> _What you will do_: Output the lines of the entries below beginning at the one with "Target: white cloud" and ending with the last, exactly as written and without pictures.

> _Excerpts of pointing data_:
************
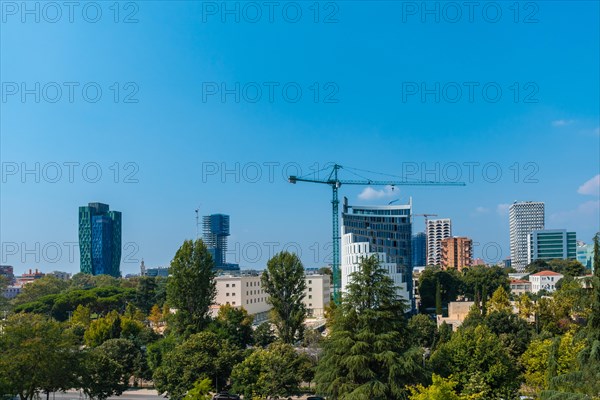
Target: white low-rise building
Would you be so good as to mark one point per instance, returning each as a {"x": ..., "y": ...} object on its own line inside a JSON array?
[
  {"x": 242, "y": 291},
  {"x": 520, "y": 286},
  {"x": 544, "y": 280},
  {"x": 247, "y": 291}
]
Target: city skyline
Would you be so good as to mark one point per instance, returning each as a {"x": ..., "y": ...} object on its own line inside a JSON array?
[
  {"x": 243, "y": 253},
  {"x": 164, "y": 145}
]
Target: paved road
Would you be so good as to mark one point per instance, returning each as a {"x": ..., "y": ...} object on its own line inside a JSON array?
[{"x": 127, "y": 395}]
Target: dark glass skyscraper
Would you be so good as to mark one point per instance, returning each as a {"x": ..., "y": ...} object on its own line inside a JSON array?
[
  {"x": 419, "y": 250},
  {"x": 215, "y": 230},
  {"x": 99, "y": 240}
]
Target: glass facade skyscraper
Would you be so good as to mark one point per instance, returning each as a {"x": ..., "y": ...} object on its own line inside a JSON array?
[
  {"x": 215, "y": 230},
  {"x": 100, "y": 240},
  {"x": 383, "y": 231},
  {"x": 419, "y": 250},
  {"x": 551, "y": 244},
  {"x": 524, "y": 218}
]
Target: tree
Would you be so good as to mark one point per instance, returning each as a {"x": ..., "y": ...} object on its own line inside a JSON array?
[
  {"x": 202, "y": 355},
  {"x": 36, "y": 355},
  {"x": 448, "y": 280},
  {"x": 535, "y": 362},
  {"x": 422, "y": 329},
  {"x": 82, "y": 281},
  {"x": 438, "y": 299},
  {"x": 39, "y": 288},
  {"x": 284, "y": 282},
  {"x": 582, "y": 380},
  {"x": 500, "y": 301},
  {"x": 200, "y": 391},
  {"x": 102, "y": 329},
  {"x": 264, "y": 334},
  {"x": 155, "y": 317},
  {"x": 125, "y": 353},
  {"x": 235, "y": 325},
  {"x": 104, "y": 280},
  {"x": 81, "y": 316},
  {"x": 440, "y": 389},
  {"x": 479, "y": 362},
  {"x": 368, "y": 354},
  {"x": 513, "y": 332},
  {"x": 191, "y": 287},
  {"x": 100, "y": 375},
  {"x": 483, "y": 279},
  {"x": 274, "y": 371},
  {"x": 145, "y": 293},
  {"x": 525, "y": 306}
]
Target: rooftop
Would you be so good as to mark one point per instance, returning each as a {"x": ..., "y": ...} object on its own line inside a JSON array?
[{"x": 547, "y": 273}]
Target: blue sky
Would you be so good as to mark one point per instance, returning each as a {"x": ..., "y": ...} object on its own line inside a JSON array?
[{"x": 394, "y": 96}]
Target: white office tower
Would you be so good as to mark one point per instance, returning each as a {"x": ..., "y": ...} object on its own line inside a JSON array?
[
  {"x": 437, "y": 230},
  {"x": 383, "y": 231},
  {"x": 524, "y": 218}
]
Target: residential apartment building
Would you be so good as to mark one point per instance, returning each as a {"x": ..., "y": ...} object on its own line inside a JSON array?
[
  {"x": 550, "y": 244},
  {"x": 524, "y": 218},
  {"x": 437, "y": 230},
  {"x": 317, "y": 294},
  {"x": 457, "y": 253},
  {"x": 544, "y": 280},
  {"x": 585, "y": 255},
  {"x": 520, "y": 286}
]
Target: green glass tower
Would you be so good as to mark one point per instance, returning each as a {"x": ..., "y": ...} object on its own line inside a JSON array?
[{"x": 100, "y": 240}]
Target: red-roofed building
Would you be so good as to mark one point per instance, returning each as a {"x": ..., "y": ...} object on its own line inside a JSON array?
[
  {"x": 544, "y": 280},
  {"x": 519, "y": 286}
]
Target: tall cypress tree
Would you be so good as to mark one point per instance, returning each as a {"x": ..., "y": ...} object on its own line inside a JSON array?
[
  {"x": 368, "y": 354},
  {"x": 438, "y": 298},
  {"x": 191, "y": 287},
  {"x": 284, "y": 282}
]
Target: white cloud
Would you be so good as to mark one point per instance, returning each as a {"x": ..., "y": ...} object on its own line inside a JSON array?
[
  {"x": 562, "y": 122},
  {"x": 586, "y": 212},
  {"x": 369, "y": 193},
  {"x": 591, "y": 187},
  {"x": 502, "y": 209}
]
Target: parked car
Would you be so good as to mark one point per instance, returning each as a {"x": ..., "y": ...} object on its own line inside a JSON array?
[{"x": 225, "y": 396}]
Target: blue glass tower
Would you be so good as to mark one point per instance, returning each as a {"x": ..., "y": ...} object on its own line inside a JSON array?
[
  {"x": 215, "y": 230},
  {"x": 99, "y": 240}
]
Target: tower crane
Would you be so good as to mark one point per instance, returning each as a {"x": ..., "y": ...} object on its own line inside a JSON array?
[
  {"x": 426, "y": 216},
  {"x": 335, "y": 182}
]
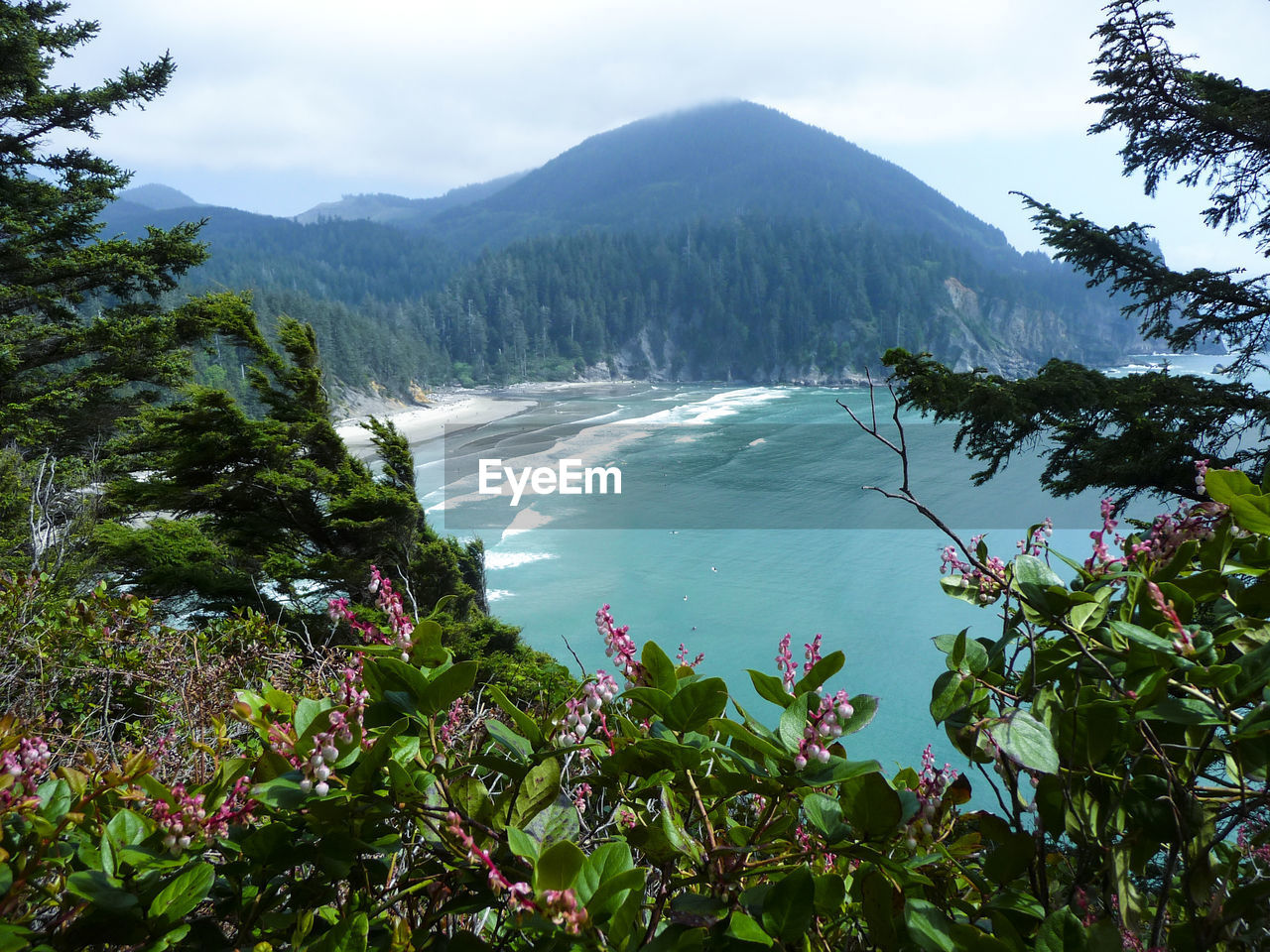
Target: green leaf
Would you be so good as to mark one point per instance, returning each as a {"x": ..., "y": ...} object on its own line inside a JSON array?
************
> _Solution to the problem_:
Target: white cloud
Would you be so good as to mark one point per instance, returning each as a {"x": ..., "y": ...} object on its own line inside a JSON array?
[
  {"x": 562, "y": 122},
  {"x": 586, "y": 212},
  {"x": 369, "y": 193},
  {"x": 591, "y": 187},
  {"x": 502, "y": 209}
]
Target: parked car
Would you be so good as to mark one point per instance, returning each as a {"x": ..., "y": ...} object on its own line inside a JSON array?
[{"x": 225, "y": 396}]
Target: blue glass tower
Would you be so good as to mark one point per instance, returning each as a {"x": ..., "y": ...} object on its own line inside a JSON array?
[
  {"x": 215, "y": 230},
  {"x": 99, "y": 240}
]
Target: tower crane
Would you be so good as to mark one point per instance, returning each as a {"x": ..., "y": ...} object on its own line inside a JSON array?
[
  {"x": 426, "y": 216},
  {"x": 335, "y": 182}
]
Target: green leaf
Would you be so good as to mark one point per instance, returning each as a {"x": ..., "y": ...} object on its own line inside a JSON array?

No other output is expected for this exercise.